[START Page text]
Here is a piece of onhand information collected by one
IAS (Indian Administrative Service) officer who visited riot hit areas and refugee camps.
Please take some time to read.....and let others know about it.
Some one has taken hours to compile this information.
Numbed with disgust and horror, I return from Gujrat (India)
ten days after the terror and massacre that convulsed the
state. My heart is sickened, my soul wearied, my shoulders
aching with the burdens of guilt and shame.
As you walk through the camps of riot survivors in Ahmadabad (India),
in which an estimated 53,000 women, men, and children are
huddled in 29 temporary settlements, there is display
of overt grief. People clutch small bundles of relief
materials, all that they now own in the world, with
dry and glassy eyes. Some talk in low voices, others busy themselves with
the tasks of everyday living in these most basic of
shelters, looking for food and milk for children,
tending the wounds of the injured.
But once you sit anywhere in these camps, people
begin to speak and their words are like masses of
pus released by slitting large festering wounds.
The horrors that they speak of are so macabre,
that my pen falters in the writing. The pitiless
brutality against women and children by organised
bands of armed young men is more savage than anything
witnessed in the riots that have shamed this nation
from time to time during the past century.
I force myself to write a small fraction of
all that I heard and saw, because it is important
that we all know. Or maybe also because I need to
share my own burdens.
What can you say about a woman eight months pregnant
who begged to be spared. Her assailants instead
slit open her stomach, pulled out her foetus
and slaughtered it before her eyes. What can you say
about a family of nineteen being killed by flooding
their house with water and then electrocuting them
with high-tension electricity. What can you say?
[END Page text]
[START Exercise materials]
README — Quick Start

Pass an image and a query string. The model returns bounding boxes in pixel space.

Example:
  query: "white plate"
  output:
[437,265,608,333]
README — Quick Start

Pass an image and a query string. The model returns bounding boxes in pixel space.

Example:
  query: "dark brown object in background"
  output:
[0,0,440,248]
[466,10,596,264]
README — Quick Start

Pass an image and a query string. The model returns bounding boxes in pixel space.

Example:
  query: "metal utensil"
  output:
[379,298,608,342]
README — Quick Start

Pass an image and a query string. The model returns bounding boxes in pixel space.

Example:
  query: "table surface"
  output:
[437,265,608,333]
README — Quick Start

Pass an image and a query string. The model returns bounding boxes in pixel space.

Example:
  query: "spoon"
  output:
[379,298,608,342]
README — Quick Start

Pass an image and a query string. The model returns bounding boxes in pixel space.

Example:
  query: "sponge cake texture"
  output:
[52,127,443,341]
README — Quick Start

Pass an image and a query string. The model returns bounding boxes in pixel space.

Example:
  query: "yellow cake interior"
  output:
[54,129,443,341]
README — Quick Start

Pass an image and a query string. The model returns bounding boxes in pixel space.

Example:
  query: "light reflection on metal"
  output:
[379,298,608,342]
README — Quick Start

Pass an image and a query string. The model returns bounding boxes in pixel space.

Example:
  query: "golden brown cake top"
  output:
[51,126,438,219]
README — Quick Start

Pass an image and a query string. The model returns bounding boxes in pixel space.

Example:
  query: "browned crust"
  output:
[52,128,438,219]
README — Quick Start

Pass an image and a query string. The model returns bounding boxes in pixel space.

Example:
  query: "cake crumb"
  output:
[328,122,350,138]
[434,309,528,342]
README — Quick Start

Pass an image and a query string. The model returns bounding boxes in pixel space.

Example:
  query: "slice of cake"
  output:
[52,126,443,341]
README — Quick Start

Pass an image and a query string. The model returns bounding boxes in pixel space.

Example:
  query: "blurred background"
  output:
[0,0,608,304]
[END Exercise materials]
### Given problem 1
Reproduce everything in the riot account from "The horrors that" down to "my own burdens.".
### Given problem 2
Report each line of the records that contains the string "metal", matching case.
The riot account and the records have no connection to each other.

### Exercise result 1
The horrors that they speak of are so macabre,
that my pen falters in the writing. The pitiless
brutality against women and children by organised
bands of armed young men is more savage than anything
witnessed in the riots that have shamed this nation
from time to time during the past century.
I force myself to write a small fraction of
all that I heard and saw, because it is important
that we all know. Or maybe also because I need to
share my own burdens.

### Exercise result 2
  query: "metal utensil"
  query: "light reflection on metal"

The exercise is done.